> **Raw data**

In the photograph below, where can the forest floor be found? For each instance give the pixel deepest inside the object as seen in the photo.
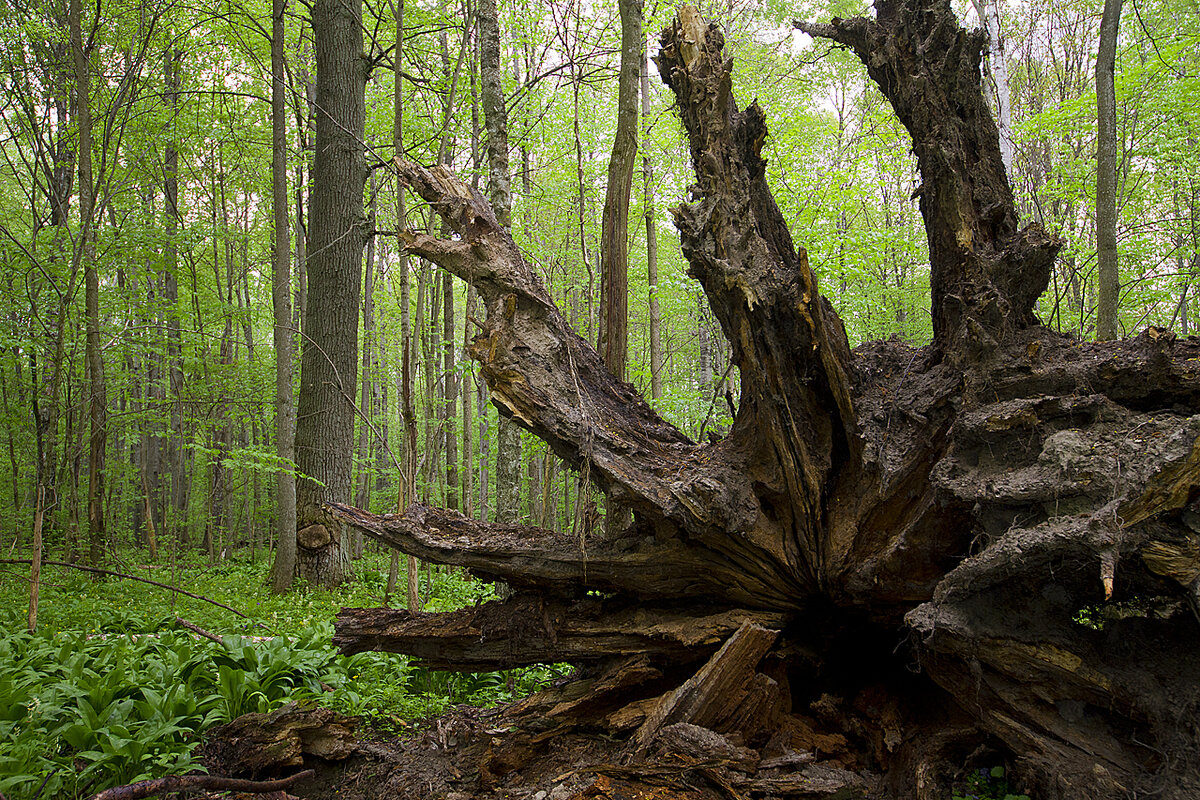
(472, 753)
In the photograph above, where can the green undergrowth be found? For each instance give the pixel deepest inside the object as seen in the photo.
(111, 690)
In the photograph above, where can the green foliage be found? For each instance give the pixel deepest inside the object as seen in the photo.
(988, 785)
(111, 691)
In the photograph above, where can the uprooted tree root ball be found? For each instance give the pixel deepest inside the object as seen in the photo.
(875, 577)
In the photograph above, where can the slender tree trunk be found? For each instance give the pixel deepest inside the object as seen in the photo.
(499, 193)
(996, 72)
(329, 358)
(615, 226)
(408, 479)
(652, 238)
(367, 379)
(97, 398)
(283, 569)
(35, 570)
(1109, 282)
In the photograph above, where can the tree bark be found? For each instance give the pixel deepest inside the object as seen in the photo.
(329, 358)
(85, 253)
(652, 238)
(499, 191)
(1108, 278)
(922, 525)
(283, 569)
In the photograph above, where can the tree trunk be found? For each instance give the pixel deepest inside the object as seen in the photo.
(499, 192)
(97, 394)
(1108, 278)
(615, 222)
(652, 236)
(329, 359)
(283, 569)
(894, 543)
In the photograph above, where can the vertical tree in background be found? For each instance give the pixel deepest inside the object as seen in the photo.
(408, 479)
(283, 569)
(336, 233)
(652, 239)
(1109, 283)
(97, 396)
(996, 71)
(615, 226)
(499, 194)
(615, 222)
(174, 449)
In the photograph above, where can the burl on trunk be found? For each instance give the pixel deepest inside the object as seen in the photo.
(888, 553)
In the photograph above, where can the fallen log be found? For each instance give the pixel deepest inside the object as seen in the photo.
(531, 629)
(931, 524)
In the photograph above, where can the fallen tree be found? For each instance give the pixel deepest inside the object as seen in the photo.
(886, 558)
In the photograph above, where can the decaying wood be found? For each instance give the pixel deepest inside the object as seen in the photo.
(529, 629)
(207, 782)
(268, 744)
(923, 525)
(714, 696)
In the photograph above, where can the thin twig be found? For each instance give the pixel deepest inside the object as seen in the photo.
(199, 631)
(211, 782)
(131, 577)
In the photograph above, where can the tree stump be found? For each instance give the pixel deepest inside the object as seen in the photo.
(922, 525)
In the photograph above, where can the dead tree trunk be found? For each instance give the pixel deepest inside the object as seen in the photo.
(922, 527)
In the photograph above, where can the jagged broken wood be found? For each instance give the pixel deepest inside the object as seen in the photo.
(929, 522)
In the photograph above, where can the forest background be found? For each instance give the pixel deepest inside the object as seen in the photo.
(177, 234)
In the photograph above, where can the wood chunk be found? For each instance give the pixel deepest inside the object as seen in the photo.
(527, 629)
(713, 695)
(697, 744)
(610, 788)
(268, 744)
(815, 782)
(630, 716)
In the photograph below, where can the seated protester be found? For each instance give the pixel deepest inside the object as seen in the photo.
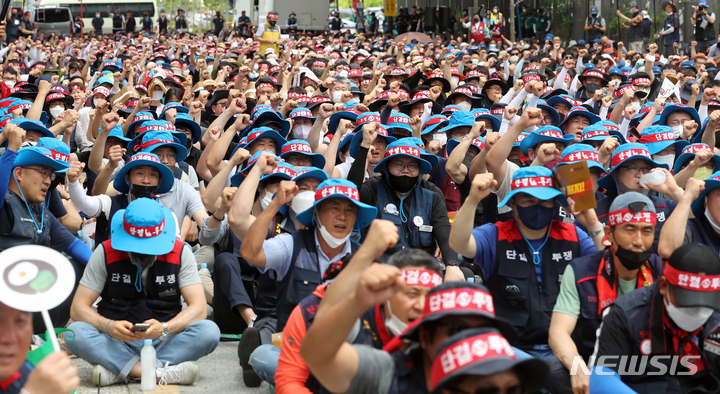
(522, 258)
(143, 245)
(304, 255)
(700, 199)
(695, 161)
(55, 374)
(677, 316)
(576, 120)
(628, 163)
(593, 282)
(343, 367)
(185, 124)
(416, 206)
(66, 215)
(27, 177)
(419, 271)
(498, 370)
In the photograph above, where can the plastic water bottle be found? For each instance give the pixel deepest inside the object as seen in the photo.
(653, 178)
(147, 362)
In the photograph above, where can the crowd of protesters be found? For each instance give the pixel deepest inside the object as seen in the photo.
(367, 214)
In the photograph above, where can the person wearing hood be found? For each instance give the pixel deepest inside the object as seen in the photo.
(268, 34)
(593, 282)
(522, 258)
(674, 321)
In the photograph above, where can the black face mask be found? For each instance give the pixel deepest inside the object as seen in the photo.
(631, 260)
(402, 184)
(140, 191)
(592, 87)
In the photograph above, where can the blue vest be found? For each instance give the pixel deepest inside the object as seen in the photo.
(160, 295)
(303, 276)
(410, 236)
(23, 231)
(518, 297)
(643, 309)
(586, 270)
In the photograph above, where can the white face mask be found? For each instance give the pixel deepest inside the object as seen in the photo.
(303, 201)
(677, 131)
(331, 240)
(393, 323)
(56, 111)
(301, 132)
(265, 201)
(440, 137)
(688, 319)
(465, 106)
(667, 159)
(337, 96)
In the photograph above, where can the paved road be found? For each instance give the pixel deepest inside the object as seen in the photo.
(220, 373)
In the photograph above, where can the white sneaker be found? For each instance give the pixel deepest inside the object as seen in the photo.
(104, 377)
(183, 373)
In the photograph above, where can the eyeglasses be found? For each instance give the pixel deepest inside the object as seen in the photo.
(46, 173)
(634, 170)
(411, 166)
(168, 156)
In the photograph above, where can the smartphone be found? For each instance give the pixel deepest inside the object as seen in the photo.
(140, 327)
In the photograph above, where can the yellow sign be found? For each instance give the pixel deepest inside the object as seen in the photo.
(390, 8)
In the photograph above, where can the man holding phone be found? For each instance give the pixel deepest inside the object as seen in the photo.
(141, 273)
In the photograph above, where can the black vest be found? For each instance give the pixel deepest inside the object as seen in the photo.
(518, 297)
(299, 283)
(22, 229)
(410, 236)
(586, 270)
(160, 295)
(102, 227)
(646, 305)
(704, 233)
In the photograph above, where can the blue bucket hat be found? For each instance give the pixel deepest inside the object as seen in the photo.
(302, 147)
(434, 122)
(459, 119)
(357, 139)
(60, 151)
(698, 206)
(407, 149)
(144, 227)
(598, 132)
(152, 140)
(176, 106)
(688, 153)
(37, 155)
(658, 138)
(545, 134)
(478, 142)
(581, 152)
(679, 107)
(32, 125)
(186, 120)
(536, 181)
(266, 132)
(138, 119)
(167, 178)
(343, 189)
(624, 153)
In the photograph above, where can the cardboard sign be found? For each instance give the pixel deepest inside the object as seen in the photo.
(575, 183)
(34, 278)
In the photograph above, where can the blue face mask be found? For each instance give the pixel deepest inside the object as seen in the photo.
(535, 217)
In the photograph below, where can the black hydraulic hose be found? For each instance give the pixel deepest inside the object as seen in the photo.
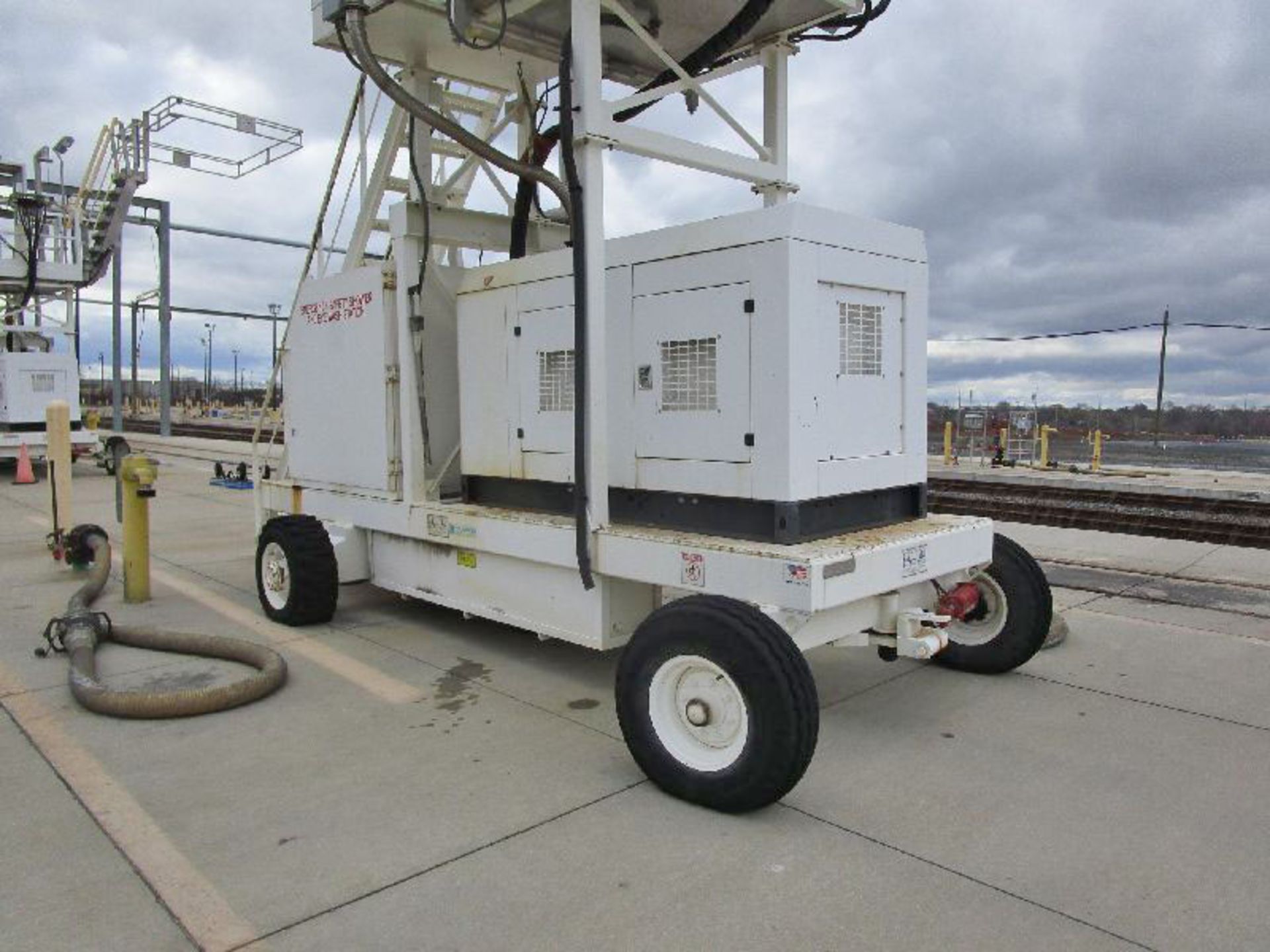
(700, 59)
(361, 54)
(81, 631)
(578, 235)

> **Your objective**
Write out an exact reproduction of the lines from the line that holds "In the photograph above, where can the cardboard" to the bottom of the listing above, both ends included. Exclude pictures.

> **Finished task**
In the photograph above, where can the cardboard sign be found? For each instance give the pixel deepest inside the object as seen in the photo.
(575, 183)
(34, 278)
In the photograph above, where can the blue face mask be found? For each instance give the pixel deepest inside the object as seen in the photo.
(535, 217)
In the photograph below, where can the black hydraulic hose be found? For each instance give the pixel deepest inside the object as seen in the photo.
(700, 59)
(361, 54)
(81, 631)
(578, 235)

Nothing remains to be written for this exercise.